Nov 04, 2004 00:16
MELANIE- have you been kidnapped by aliens? are you ok? where have you been?
i havent seen my roommate for almost a week now. im starting to worry. her light isnt even on late at night. oh where oh where has my melanie gone? hahahahahaha
the last few days... have been really good and really bad.
bads first. get them out of the way. im in a good mood and dont want to dwell on them:
-the election and all the stupid people in america who are too blind or brainwashed or whatever. im kinda emotional about this, so please keep all political statements to yourself.
-getting a bad grade on my asian economies class and having my teacher ask me what she could do to help me pass this class. i think i might be failing it. i freak out when i get a B. and now i might be getting an F!? this is not possible. if you know me at all, you know that this is not possible. what the fuck am i doing?
-busy stressful days at the business college.
-the third year anniversary coming up of the worst time in my life. i cant believe its been that long. i need to devote an entire entry to this. later. good things first...
the goods:
-getting a 98% on a paper i wrote in 5 hours 2 days after it was due. fucking amazing.

#### [Collected data]

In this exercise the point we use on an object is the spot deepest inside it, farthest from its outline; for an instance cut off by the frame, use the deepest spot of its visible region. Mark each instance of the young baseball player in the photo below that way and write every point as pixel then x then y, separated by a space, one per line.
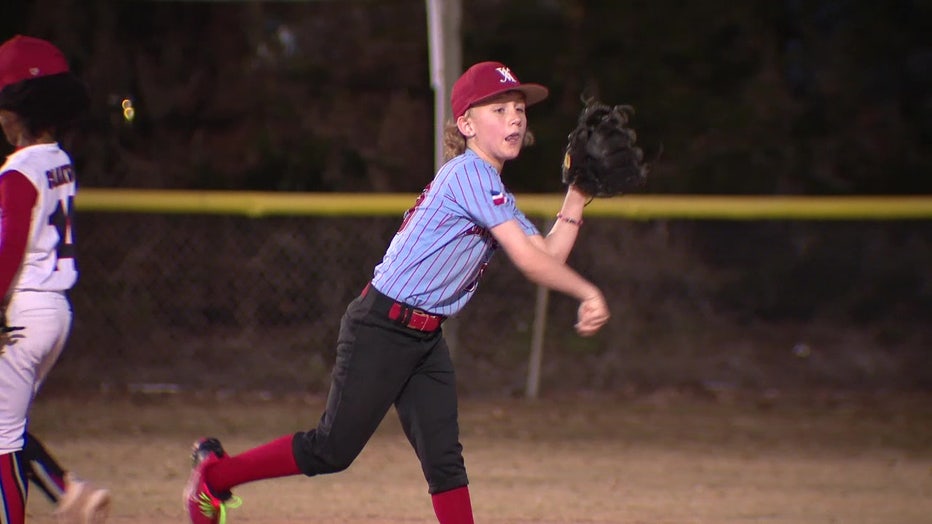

#### [What you will do]
a: Answer these questions using the journal entry:
(i) For how long has the writer not seen the roommate?
(ii) What score did the writer get on the paper written in 5 hours?
(iii) In which class does the writer think a failing grade is possible?
b: Rewrite the part of the journal entry starting with "-getting a bad" and going on through "am i doing?", with "asian economies" changed to "accounting".

#### [Answer list]
a:
(i) Almost a week.
(ii) 98%.
(iii) The asian economies class.

b:
-getting a bad grade on my accounting class and having my teacher ask me what she could do to help me pass this class. i think i might be failing it. i freak out when i get a B. and now i might be getting an F!? this is not possible. if you know me at all, you know that this is not possible. what the fuck am i doing?